▶ Written request
Pick out each line of the material below that contains the word "dark", and copy those lines as they appear.

─── Source material ───

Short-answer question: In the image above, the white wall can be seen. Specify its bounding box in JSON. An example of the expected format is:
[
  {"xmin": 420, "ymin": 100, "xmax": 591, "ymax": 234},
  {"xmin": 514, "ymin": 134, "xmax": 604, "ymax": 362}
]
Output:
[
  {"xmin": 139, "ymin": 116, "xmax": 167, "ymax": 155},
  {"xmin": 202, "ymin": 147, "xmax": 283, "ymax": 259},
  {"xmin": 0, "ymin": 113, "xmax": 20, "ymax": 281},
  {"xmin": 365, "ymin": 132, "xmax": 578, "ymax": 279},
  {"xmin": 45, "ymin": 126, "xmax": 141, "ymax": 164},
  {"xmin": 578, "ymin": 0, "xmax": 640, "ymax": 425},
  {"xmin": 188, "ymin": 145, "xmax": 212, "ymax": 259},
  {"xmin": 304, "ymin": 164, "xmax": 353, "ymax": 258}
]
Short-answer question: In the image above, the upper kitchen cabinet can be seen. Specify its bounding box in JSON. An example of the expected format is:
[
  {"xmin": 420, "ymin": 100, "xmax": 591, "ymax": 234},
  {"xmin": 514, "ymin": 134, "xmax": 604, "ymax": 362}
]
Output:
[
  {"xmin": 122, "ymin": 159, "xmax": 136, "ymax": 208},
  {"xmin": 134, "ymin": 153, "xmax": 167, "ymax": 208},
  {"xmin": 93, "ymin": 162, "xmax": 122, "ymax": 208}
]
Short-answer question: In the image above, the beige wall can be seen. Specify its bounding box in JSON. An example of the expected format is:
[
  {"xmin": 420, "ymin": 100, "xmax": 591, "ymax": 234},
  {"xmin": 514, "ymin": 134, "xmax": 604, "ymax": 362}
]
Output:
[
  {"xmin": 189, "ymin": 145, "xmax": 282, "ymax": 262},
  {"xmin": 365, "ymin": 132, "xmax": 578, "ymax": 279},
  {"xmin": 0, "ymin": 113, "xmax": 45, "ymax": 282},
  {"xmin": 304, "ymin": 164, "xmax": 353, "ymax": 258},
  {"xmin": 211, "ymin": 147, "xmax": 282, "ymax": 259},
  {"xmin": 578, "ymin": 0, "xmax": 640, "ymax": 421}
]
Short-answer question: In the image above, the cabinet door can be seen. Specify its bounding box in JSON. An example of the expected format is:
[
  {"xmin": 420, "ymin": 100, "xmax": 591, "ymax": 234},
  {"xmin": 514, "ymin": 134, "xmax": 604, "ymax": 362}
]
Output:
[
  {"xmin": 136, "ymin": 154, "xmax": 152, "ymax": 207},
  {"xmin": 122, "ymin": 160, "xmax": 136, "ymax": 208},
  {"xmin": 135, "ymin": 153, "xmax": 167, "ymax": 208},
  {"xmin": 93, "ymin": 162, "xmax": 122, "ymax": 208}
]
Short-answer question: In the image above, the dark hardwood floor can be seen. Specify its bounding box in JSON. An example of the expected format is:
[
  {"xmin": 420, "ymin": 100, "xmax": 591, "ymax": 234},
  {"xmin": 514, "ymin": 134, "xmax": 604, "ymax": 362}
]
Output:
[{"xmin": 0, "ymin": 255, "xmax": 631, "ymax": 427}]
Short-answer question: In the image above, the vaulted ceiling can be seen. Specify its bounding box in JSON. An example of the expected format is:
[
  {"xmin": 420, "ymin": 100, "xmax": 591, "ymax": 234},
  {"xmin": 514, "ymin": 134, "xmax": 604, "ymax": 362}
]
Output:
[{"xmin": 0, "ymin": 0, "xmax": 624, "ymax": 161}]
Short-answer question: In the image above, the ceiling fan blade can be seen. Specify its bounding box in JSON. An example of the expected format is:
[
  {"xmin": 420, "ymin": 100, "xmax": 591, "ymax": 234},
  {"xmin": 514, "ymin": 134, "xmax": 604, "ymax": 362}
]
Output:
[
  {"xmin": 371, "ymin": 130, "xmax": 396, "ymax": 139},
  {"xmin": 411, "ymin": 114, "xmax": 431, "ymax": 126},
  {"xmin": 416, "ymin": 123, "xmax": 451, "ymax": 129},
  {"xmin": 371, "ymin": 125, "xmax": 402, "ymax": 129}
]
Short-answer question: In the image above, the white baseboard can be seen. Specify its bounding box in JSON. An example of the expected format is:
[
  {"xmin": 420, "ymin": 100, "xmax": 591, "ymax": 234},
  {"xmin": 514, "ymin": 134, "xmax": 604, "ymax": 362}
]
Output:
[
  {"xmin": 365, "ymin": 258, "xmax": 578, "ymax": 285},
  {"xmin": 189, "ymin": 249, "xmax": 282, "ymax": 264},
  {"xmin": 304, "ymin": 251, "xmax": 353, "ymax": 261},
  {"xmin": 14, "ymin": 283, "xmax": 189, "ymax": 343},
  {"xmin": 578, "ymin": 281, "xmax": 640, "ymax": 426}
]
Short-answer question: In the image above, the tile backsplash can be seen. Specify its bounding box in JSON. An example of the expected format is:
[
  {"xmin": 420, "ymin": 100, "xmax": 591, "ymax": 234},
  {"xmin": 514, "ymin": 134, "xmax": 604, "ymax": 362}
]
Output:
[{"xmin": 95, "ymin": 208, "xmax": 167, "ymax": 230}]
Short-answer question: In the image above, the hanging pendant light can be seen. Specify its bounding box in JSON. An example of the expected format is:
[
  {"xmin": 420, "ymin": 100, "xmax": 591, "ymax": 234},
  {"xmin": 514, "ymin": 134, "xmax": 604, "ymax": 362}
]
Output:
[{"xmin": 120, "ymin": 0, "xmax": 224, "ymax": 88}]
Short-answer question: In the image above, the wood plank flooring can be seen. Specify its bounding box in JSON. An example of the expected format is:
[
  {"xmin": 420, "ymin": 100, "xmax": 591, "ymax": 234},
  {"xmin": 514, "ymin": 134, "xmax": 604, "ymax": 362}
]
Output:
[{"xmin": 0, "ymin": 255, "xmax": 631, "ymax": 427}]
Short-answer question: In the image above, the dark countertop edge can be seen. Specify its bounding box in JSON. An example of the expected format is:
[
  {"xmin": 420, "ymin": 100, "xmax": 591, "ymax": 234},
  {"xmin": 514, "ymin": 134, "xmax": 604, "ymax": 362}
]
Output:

───

▶ Final result
Short-answer question: In the image above, the dark hardwood floor can be seen. Specify its bounding box in JSON. An example of the expected format is:
Short-answer question: In the image above, the dark countertop edge can be seen. Specify its bounding box in JSON. An example of the expected format is:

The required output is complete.